Text passage:
★ ★ ★ ★

Keep in mind that not a single one of those files is a C++ standard
library header. Also keep in mind that the actual locations of those
files can vary from one computer to another, even on Unix-like systems,
to say nothing of other operating systems.

> Now if you look inside the headers above some include their other
> headers using <> while others use "", e.g.:
> 
> cat /usr/include/gssapi.h | grep include
> #include <gssapi/gssapi.h>
> 
> cat /usr/include/ruby.h | grep include
> #include "ruby/ruby.h"
> 
> The second version using "" seems more correct to me. I wonder if using
> <> might potentially cause issues when 2 versions of the library are
> installed e.g. one in /usr/include and another in /usr/local/include (
> will the header inside /usr/include reference its other headers inside
> /usr/local/include instead of /usr/include?).
> 
> So my question is: Are both (<> & "") uses safe or should one be
> preferred over the other?

★ ★ ★ ★

[Stored data entries]

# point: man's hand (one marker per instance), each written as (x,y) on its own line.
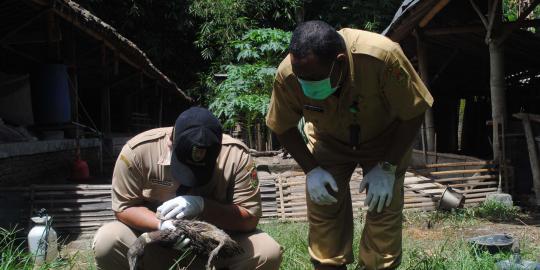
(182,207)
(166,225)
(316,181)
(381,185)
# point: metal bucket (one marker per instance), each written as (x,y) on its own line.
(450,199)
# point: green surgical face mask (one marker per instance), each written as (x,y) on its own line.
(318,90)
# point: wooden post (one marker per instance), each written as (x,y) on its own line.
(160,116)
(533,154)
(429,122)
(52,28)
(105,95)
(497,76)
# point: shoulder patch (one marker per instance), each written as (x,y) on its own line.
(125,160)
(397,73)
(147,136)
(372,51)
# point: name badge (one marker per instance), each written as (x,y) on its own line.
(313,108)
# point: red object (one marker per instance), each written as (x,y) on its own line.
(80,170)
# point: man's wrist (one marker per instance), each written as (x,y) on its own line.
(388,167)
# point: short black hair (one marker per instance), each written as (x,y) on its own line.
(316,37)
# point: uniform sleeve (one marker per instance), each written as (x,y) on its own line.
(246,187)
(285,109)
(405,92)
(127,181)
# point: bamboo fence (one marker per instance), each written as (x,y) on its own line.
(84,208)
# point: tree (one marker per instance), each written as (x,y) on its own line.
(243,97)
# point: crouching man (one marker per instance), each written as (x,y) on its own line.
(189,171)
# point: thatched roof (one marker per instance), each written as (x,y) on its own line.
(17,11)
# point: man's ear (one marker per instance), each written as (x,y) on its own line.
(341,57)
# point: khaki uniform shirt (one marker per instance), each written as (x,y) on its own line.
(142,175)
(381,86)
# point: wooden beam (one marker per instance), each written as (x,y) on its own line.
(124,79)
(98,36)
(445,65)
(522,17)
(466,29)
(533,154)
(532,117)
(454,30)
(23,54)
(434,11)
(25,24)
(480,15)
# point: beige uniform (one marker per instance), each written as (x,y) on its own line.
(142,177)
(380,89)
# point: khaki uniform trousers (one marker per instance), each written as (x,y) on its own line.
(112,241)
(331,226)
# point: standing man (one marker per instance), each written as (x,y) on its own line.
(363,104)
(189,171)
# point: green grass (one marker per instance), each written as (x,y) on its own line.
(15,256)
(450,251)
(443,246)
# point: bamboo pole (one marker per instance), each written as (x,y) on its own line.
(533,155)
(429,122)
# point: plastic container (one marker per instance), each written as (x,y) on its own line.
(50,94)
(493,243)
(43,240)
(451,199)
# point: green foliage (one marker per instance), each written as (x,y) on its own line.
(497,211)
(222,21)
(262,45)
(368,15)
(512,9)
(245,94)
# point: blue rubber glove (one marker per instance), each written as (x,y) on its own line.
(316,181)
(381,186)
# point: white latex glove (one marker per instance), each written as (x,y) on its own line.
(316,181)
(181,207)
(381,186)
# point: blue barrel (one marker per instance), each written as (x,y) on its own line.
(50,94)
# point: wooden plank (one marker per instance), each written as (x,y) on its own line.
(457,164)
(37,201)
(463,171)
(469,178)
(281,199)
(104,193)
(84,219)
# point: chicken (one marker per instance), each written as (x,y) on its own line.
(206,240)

★ ★ ★ ★

Work to do:
1 – Which paths ending in ".h" appear in the passage about header includes? List each one once.
2 – Can you transcribe the part of the passage about header includes that opens with the words containing "Keep in mind that not" and closes with "other operating systems."?

Answers per task:
1 –
/usr/include/gssapi.h
gssapi/gssapi.h
/usr/include/ruby.h
ruby/ruby.h

2 –
Keep in mind that not a single one of those files is a C++ standard
library header. Also keep in mind that the actual locations of those
files can vary from one computer to another, even on Unix-like systems,
to say nothing of other operating systems.